Required action A :: From the account of Janel's treatment, translate this sentence into Spanish: "Feeling dejected, I left his room in the neuro-ICU."
Required action B :: Carry on the account of Janel's treatment from its last line.

Extracted text ::
<<<<

A follow-up MRI showed that Janel’s tumor was even smaller than on his last scan, meaning the radiation and chemotherapy had worked. But I was becoming increasingly concerned that although Janel’s life may have been saved, the treatments had left him no better—and perhaps worse—than he had been before he came to Boston for treatment. Saving his life without necessarily improving it was a risk we had all acknowledged from the outset. But looking at Janel, I couldn’t help but think of the crude critique medical students sometimes make of neurosurgeons and neurologists: “Neurosurgeons make vegetables; neurologists water them.” If Janel wasn’t awake and couldn’t eat on his own, I couldn’t imagine putting him through more chemotherapy.

Feeling dejected, I left his room in the neuro-ICU. As I walked out, I saw one of my colleagues from neurology residency who was doing advanced training in neuro-oncology.

“Seeing your friend from Haiti . . .” she said with a forced half smile, her tone ambiguous as to whether she was asking me or simply stating a fact.

“Yeah,” I sighed. “Are you involved in his care now?”

“I’m just following him from the neuro-oncology team while he’s hospitalized,” she said.

>>>>

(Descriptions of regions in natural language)

<<<<

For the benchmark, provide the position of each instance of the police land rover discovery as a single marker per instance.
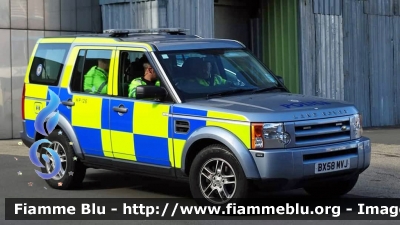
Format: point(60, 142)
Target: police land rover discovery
point(166, 104)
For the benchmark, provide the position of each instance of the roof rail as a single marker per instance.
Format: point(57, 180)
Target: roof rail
point(125, 32)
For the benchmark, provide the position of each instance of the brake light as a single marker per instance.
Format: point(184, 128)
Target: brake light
point(257, 140)
point(23, 103)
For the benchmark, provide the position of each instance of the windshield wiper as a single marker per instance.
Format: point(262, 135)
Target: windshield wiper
point(269, 89)
point(229, 92)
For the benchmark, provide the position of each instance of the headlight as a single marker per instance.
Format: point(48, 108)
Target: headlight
point(357, 126)
point(268, 135)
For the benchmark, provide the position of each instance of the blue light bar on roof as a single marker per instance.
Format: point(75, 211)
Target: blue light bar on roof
point(146, 31)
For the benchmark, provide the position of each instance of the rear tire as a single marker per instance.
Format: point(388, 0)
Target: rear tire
point(332, 189)
point(72, 172)
point(216, 172)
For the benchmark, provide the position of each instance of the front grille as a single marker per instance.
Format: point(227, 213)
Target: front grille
point(315, 132)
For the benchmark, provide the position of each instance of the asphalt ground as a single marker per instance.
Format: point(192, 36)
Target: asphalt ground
point(382, 179)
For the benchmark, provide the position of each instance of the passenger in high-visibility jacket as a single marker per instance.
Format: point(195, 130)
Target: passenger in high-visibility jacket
point(149, 78)
point(97, 78)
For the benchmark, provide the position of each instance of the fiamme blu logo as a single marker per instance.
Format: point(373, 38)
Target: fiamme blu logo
point(51, 112)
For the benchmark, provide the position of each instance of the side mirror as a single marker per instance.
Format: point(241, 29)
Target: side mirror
point(281, 79)
point(150, 92)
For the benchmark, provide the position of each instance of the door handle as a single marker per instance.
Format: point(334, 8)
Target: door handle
point(68, 103)
point(120, 109)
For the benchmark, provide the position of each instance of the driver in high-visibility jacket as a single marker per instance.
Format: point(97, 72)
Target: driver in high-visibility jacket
point(149, 78)
point(97, 78)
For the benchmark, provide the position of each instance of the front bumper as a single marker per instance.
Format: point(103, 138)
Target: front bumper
point(292, 168)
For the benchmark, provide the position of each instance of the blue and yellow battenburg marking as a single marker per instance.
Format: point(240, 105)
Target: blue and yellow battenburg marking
point(144, 134)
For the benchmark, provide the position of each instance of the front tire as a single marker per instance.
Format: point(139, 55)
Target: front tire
point(332, 189)
point(72, 170)
point(217, 178)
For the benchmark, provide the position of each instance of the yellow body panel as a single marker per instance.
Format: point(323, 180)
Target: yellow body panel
point(226, 116)
point(106, 142)
point(148, 119)
point(171, 151)
point(33, 107)
point(242, 131)
point(178, 150)
point(26, 80)
point(36, 91)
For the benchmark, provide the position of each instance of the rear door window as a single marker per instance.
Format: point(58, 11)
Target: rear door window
point(48, 64)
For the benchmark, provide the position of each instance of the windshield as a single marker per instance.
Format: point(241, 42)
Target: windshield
point(210, 73)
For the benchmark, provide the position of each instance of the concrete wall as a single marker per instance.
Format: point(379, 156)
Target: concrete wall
point(22, 23)
point(350, 51)
point(195, 15)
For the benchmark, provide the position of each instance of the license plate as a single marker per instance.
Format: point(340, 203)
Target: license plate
point(332, 166)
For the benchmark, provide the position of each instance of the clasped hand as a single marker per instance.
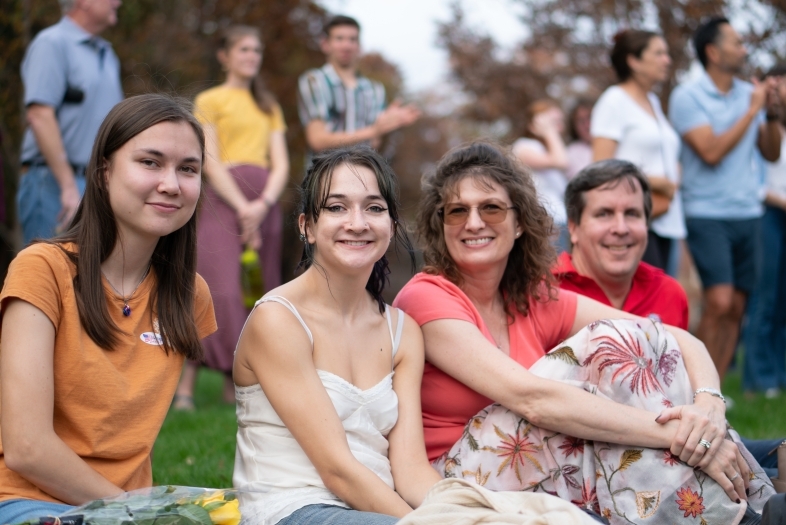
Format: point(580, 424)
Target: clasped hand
point(705, 420)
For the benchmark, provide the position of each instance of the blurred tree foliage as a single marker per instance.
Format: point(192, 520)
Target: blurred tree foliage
point(566, 53)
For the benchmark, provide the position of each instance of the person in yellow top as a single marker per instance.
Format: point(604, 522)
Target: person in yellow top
point(247, 167)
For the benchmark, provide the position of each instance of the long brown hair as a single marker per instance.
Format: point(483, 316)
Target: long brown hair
point(626, 43)
point(94, 232)
point(528, 271)
point(230, 36)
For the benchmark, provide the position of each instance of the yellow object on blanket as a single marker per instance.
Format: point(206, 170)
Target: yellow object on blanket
point(460, 502)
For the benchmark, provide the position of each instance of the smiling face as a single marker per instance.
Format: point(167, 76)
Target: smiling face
point(354, 227)
point(655, 62)
point(243, 59)
point(154, 181)
point(478, 245)
point(342, 46)
point(610, 240)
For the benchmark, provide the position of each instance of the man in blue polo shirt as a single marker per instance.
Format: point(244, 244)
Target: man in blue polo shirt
point(72, 79)
point(722, 122)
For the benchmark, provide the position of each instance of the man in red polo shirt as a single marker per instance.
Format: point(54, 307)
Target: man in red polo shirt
point(609, 205)
point(608, 210)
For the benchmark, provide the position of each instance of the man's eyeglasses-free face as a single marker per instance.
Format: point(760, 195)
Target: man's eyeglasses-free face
point(490, 212)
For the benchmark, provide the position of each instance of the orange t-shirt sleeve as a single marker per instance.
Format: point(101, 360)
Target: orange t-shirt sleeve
point(34, 278)
point(204, 315)
point(430, 298)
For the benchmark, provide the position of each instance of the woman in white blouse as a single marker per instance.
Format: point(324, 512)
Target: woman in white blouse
point(628, 124)
point(543, 150)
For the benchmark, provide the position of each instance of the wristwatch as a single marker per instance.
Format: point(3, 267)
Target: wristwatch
point(710, 391)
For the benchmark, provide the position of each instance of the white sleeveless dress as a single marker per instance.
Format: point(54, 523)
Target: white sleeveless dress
point(270, 463)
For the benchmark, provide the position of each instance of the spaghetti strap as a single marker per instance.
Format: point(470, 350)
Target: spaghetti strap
point(291, 307)
point(399, 331)
point(283, 301)
point(390, 323)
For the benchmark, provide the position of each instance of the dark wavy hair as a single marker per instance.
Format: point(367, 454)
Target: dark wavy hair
point(94, 232)
point(707, 33)
point(629, 42)
point(528, 271)
point(314, 191)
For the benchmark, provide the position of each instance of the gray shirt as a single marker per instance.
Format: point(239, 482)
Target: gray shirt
point(76, 73)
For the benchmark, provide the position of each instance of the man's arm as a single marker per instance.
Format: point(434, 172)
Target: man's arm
point(43, 124)
point(395, 116)
point(713, 148)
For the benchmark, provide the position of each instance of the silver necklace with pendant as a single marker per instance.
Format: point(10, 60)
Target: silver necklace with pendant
point(127, 309)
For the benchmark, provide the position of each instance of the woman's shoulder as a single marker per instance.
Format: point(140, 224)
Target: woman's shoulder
point(424, 283)
point(613, 95)
point(427, 297)
point(53, 255)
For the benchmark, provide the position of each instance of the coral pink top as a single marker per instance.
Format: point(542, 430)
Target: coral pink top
point(447, 404)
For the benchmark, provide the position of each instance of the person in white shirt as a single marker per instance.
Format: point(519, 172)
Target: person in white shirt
point(765, 337)
point(580, 149)
point(628, 124)
point(543, 150)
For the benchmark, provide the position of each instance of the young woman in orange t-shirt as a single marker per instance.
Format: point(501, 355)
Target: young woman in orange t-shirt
point(96, 323)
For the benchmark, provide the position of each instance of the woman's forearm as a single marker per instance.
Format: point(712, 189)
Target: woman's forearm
point(573, 411)
point(701, 370)
point(363, 490)
point(48, 463)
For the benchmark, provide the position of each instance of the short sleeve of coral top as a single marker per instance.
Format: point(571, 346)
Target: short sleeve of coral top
point(447, 404)
point(108, 405)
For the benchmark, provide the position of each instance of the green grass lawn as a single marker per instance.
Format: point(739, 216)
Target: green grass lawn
point(198, 448)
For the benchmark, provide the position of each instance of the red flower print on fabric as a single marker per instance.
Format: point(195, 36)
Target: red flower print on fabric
point(690, 502)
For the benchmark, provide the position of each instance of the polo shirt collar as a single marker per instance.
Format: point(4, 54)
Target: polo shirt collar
point(79, 35)
point(710, 88)
point(565, 268)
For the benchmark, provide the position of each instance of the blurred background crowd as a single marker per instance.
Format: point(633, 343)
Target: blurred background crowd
point(536, 95)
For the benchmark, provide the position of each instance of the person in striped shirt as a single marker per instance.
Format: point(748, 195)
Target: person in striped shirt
point(340, 107)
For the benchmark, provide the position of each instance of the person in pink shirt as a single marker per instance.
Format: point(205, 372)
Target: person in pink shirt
point(489, 310)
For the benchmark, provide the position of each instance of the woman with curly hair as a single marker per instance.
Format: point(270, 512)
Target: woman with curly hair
point(489, 312)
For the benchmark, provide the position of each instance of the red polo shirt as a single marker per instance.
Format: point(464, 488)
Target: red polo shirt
point(652, 291)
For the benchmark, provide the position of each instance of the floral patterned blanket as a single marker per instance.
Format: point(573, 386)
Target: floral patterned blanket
point(637, 364)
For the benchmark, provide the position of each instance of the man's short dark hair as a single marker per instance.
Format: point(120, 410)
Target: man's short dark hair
point(340, 20)
point(707, 34)
point(596, 175)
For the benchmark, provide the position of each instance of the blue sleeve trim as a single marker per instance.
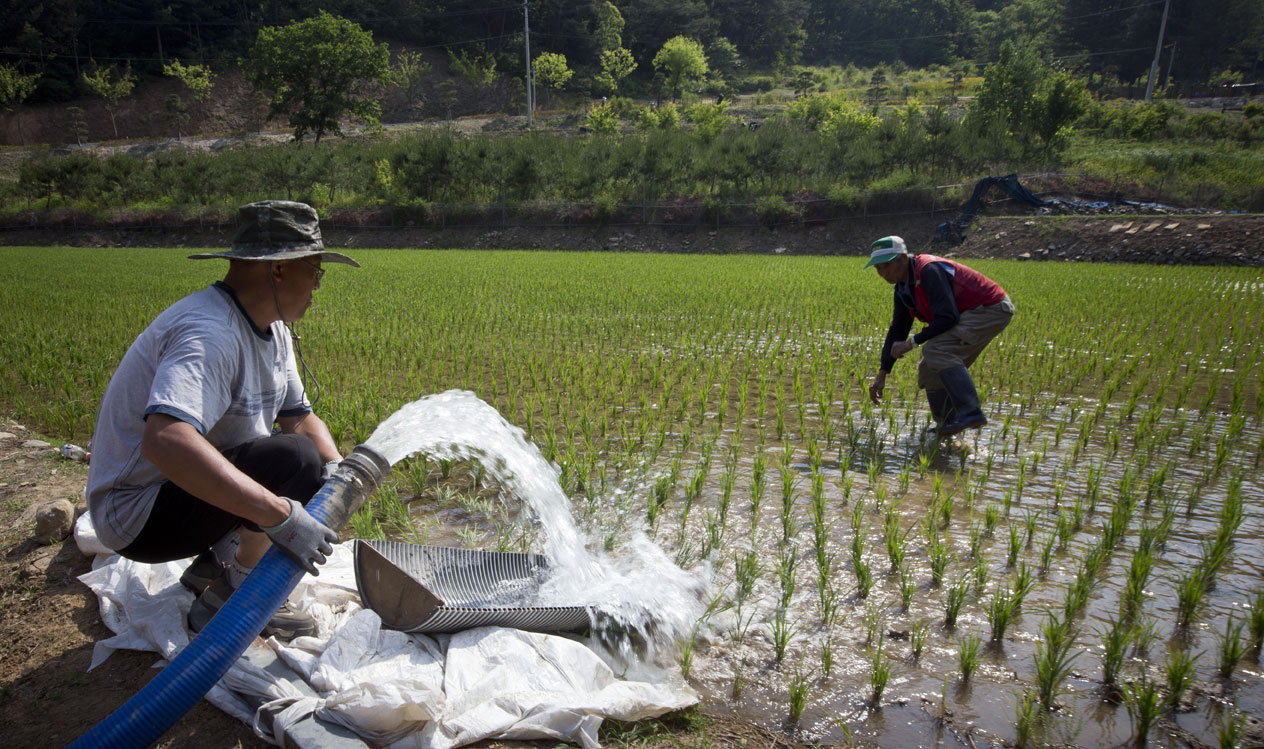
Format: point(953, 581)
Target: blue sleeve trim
point(177, 414)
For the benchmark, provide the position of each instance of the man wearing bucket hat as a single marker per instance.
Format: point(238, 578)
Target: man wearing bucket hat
point(962, 310)
point(185, 461)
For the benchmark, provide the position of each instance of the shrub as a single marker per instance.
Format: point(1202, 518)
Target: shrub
point(844, 196)
point(602, 118)
point(774, 210)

>>>>

Response area A :: Con el ánimo decaído, salí de su habitación en la UCI neurológica.

Response area B ::
I nodded. “Thanks,” I said.

“We should chat about him . . . I mean, he’s not really . . .” She trailed off and glanced away.

“We’re old friends. Tell me what you really think,” I said, forcing a brief smile.

She looked down at her clogs. “I mean, I just met him this admission, but . . .” She looked up at me and paused. “Well, what are we doing here?” she said, softly but sternly. “He looks terrible. You’re not really thinking of trying to give him more chemo, are you? I mean, I’m sure the oncologists would do it, but what’s the goal here if he looks this bad?”

She stared at me, expressionless. I could tell the situation upset her. And I could imagine that neuro-oncology training had been trying for her, seeing patients die or become extremely disabled from aggressive brain tumors, with the tools of modern medicine often nearly powerless to make a major or lasting difference.

Now it was my turn to look down at my shoes. “Believe me, I’m asking myself the same questions,” I said, shaking my head. “But at his best, he walks, he talks . . . he even sings and dances with the nurses . . . You’re seeing him at his worst.”

She raised her eyebrows cynically, cocking her head slightly to the side.

“I wouldn’t believe it either if I were in your position, but it’s true,” I told her. “Look, he was completely unresponsive for nearly a month after the first surgeries, and I thought we’d wrecked him. But then one day he woke up, and a few weeks later he was walking. He’s been through two seizures and two surgeries in the last week. We have to give him a chance to wake up more. He always takes a long time to come around after surgery.”

Even as I said all this, I didn’t feel optimistic. And she could easily perceive that.

“I guess we’ll see,” she said, shaking her head and walking past me into the room.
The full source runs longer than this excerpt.